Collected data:
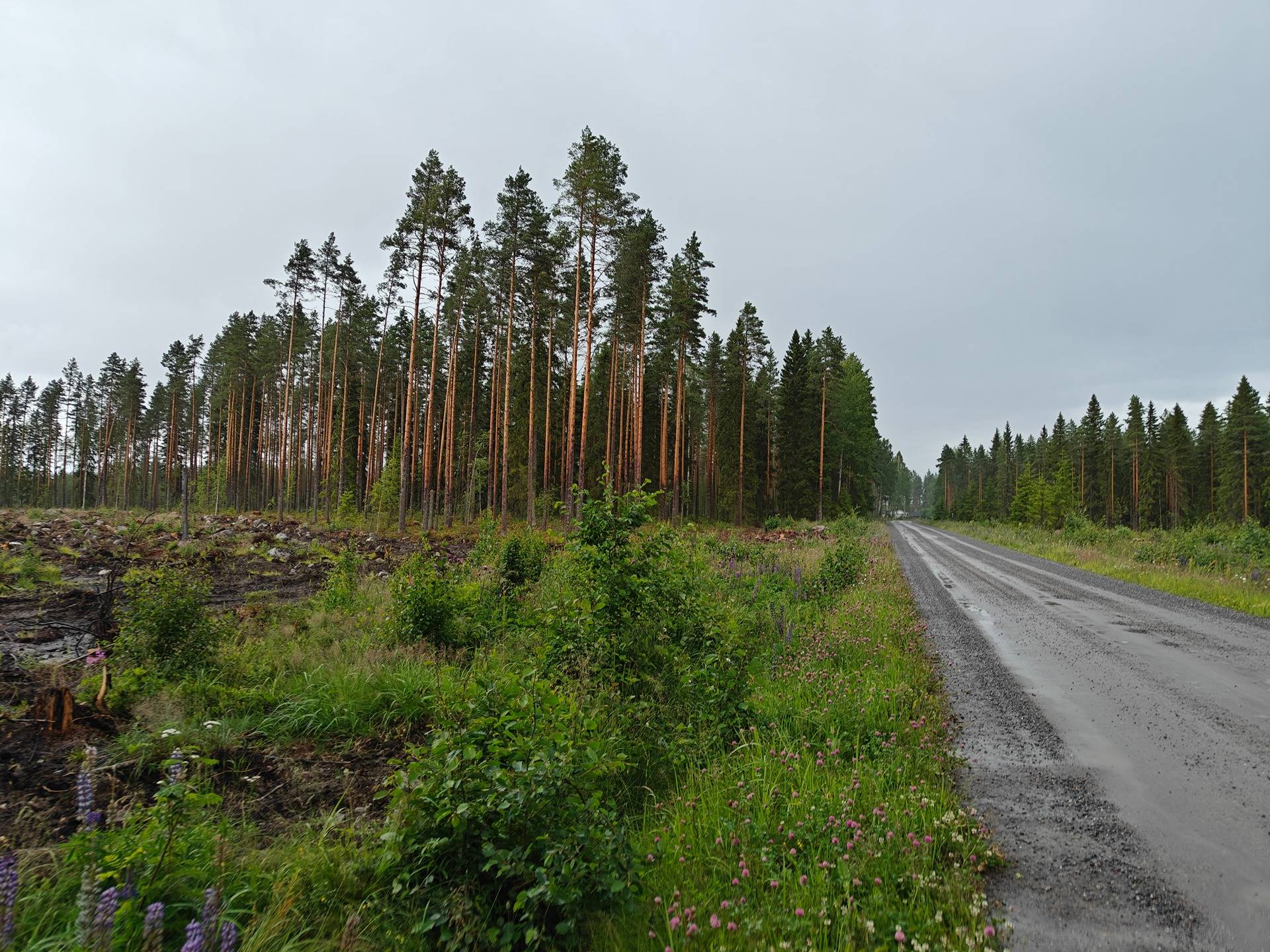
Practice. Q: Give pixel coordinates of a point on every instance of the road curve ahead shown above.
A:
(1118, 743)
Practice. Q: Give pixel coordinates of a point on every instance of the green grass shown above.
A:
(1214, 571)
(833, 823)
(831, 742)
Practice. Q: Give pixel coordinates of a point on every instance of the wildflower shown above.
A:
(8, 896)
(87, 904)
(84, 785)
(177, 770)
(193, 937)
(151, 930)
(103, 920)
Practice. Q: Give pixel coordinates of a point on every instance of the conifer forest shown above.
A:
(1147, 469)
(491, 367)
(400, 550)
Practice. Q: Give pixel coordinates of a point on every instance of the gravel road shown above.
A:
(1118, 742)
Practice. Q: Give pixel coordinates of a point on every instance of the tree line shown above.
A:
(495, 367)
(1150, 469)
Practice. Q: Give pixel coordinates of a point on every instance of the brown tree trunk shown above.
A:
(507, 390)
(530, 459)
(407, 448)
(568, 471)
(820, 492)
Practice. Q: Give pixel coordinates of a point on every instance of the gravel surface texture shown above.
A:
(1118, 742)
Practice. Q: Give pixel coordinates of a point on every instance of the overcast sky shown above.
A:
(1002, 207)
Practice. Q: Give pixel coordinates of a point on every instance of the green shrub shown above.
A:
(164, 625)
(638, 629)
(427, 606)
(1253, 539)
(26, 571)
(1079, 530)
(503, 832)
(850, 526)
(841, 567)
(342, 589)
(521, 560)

==

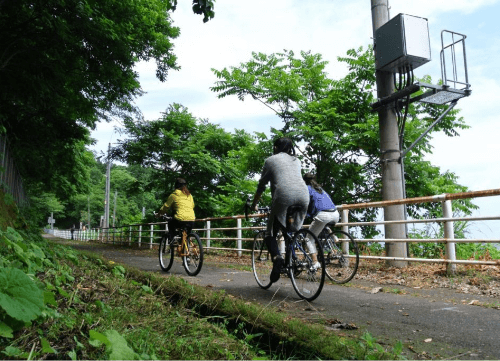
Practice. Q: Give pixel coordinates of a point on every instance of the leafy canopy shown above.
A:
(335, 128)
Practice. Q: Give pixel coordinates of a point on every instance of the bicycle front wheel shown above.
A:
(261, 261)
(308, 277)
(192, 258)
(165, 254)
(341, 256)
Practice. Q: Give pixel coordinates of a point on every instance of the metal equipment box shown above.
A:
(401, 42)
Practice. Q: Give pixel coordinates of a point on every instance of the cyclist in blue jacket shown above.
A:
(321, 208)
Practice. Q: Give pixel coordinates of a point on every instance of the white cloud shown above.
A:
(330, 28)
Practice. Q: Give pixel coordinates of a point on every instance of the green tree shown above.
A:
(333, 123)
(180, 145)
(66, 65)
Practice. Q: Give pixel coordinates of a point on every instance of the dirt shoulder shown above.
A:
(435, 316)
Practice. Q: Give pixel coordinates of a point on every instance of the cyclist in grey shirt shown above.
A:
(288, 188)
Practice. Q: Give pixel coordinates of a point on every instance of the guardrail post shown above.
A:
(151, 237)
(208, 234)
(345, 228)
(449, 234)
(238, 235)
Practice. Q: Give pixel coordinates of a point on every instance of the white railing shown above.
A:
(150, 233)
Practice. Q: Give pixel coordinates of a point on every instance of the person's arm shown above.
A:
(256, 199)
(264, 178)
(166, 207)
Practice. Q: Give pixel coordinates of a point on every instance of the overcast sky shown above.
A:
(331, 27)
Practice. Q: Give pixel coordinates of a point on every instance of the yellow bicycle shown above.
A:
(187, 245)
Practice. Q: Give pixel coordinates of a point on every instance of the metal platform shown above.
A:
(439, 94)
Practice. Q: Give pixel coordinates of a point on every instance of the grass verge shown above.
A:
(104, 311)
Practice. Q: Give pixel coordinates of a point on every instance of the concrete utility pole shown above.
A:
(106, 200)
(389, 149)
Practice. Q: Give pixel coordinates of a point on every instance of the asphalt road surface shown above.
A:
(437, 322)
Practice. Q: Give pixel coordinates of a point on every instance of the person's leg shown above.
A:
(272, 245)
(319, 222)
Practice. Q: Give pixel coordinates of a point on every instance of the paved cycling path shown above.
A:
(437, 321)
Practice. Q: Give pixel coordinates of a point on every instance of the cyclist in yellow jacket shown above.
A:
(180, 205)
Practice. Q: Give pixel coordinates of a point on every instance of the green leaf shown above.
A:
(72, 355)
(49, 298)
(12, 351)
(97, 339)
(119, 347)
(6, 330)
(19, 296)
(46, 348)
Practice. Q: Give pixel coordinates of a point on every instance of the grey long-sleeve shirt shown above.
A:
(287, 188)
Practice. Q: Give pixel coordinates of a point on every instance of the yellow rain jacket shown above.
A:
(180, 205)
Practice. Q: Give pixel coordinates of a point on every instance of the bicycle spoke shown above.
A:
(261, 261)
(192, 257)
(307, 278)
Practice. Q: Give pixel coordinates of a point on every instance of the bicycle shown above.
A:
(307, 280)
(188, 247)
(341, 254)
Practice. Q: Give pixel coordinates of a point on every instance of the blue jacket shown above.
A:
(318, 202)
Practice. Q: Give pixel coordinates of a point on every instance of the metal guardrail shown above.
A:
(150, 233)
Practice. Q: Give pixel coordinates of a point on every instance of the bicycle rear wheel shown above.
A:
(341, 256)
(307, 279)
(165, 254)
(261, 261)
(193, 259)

--

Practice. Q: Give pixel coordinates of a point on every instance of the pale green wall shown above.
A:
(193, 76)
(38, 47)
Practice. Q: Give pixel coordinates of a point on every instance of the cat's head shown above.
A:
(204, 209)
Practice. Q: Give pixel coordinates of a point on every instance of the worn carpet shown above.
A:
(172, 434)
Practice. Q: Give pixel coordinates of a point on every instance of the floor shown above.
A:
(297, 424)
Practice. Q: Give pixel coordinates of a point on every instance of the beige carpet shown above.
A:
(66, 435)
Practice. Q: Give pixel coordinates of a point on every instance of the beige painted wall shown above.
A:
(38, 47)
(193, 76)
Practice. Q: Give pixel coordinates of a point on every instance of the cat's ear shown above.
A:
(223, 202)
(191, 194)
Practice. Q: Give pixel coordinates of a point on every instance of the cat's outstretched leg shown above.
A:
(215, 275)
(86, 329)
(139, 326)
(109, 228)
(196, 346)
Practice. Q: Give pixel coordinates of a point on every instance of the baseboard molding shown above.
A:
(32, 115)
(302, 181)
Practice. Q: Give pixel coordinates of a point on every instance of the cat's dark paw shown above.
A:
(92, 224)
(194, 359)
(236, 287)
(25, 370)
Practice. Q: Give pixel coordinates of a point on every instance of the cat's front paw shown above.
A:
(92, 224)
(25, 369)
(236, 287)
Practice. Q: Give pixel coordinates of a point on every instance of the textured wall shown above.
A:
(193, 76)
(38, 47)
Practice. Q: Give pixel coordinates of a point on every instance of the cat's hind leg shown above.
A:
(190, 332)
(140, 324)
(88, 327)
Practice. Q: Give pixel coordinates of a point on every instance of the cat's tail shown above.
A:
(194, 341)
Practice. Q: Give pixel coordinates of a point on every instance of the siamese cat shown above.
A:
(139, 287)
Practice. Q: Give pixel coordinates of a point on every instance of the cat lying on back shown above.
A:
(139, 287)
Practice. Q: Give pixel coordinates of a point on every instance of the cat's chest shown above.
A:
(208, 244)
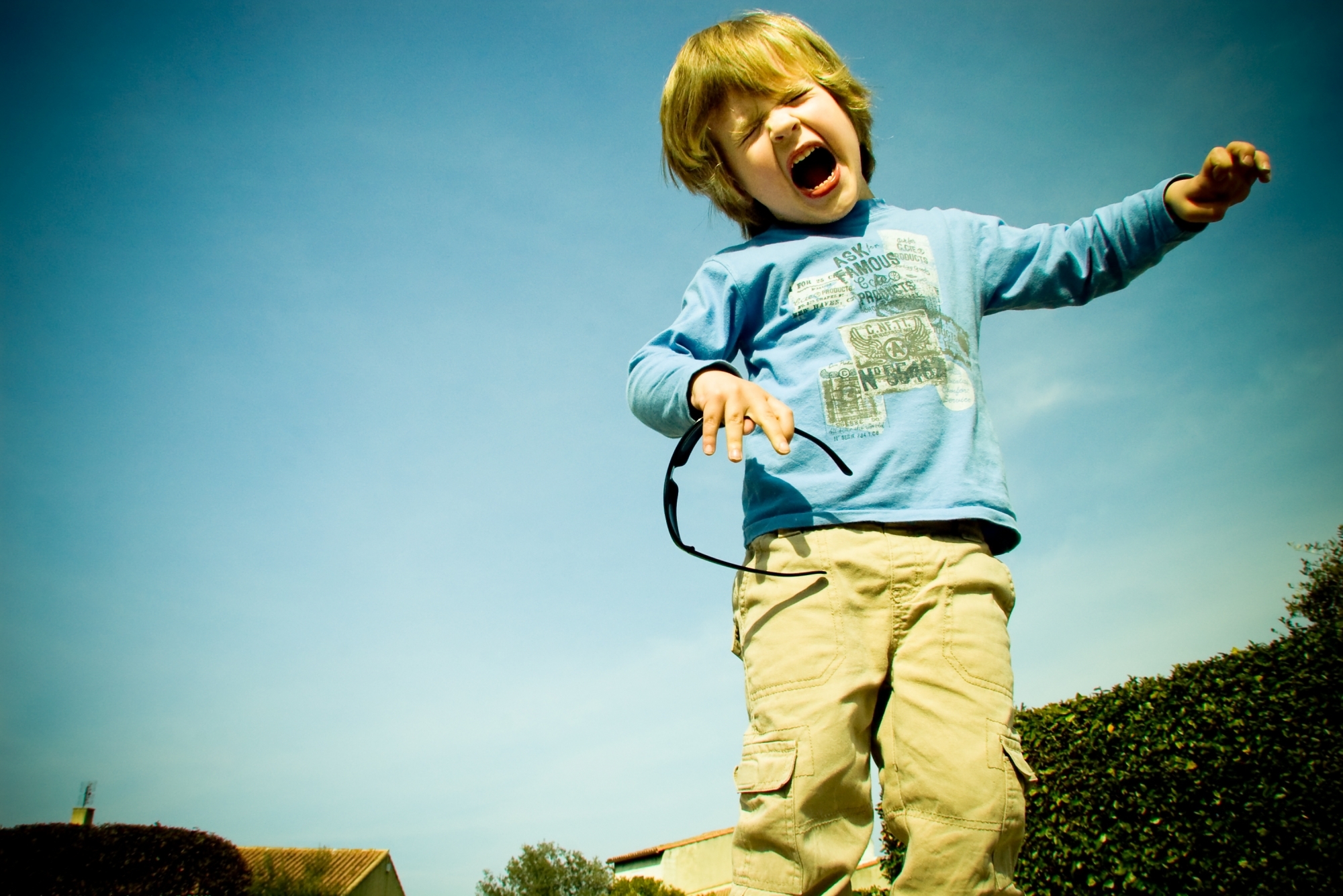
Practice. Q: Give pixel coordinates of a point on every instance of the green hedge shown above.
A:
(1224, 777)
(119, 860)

• WHAT YOU SHOULD DO:
Beginning with the line above that contains "pole shown above.", copy each line exactly up to and including the line that contains "person's leg shown above.", and go no further.

• RESPONSE TO THE EXERCISE:
Practice. Q: Give pixel coordinates of a point on every instance of the concrete utility pole shown above.
A:
(106, 200)
(389, 149)
Practice. Q: Give pixel coordinates of a point on every instance of the asphalt road surface shown above.
A:
(437, 322)
Practice. Q: Give pixel coordinates of a point on every instance of the person's leg shown above.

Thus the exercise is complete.